- **EXERCISE REQUIREMENTS**
A) In the passage on sleep, begin at the words "Though findings agree" and stop after "energy and space.". Reproduce that stretch word for word.
B) Answer these from the passage on sleep:
(i) At which institution does Giulio Tononi work?
(ii) What happens to synapses with use?
(iii) During slow-wave sleep, for about how long are neurons completely silent in each cycle?
C) Carry the passage on sleep forward from its final sentence.

- **TEXT UNDER STUDY**
--
Though findings agree that sleep is critical to our health and well-being, experiments do not show how sleep actually acts in the brain to make that the case. Giulio Tononi of the University of Wisconsin Medical School in Madison, however, thinks he knows what sleep does and why it is so necessary.
One key function of sleep is the reinforcement of memories and learning. During the course of a day our brains are constantly gaining information about what happens around us and storing that information in the form of altered synapses. With use, synapses become stronger and larger. But that process cannot continue indefinitely or our brains would run out of energy and space.
During slow-wave sleep, neurons fire for about three-quarters of a second and then are completely silent for about one-quarter of a second in a slow oscillatory pattern. The more a specific region of the brain was used during wakeful hours, the larger the slow waves are in that region during sleep. As sleep proceeds the size of the waves decreases.
--
- **INFORMATION SUPPLIED**
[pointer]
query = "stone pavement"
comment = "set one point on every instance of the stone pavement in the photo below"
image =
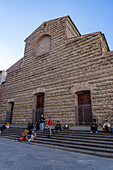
--
- **ANSWERS BY ITEM NUMBER**
A)
Though findings agree that sleep is critical to our health and well-being, experiments do not show how sleep actually acts in the brain to make that the case. Giulio Tononi of the University of Wisconsin Medical School in Madison, however, thinks he knows what sleep does and why it is so necessary.
One key function of sleep is the reinforcement of memories and learning. During the course of a day our brains are constantly gaining information about what happens around us and storing that information in the form of altered synapses. With use, synapses become stronger and larger. But that process cannot continue indefinitely or our brains would run out of energy and space.

B)
(i) The University of Wisconsin Medical School in Madison.
(ii) They become stronger and larger.
(iii) About one-quarter of a second.

C)
Putting these observations together, Tononi hypothesizes that the slow-wave oscillations serve to scale down the synapses in the brain, but in a proportional manner. Thus the information remains stored but the synapses are returned to a more manageable size. He likens the process to a company that needs to periodically scale back in size to maintain its efficiency.
If his model is correct, then going without sleep would lead to decreasing brain efficiency. “Sleep is the price we pay for our brain’s plasticity when we are awake,” Tononi says.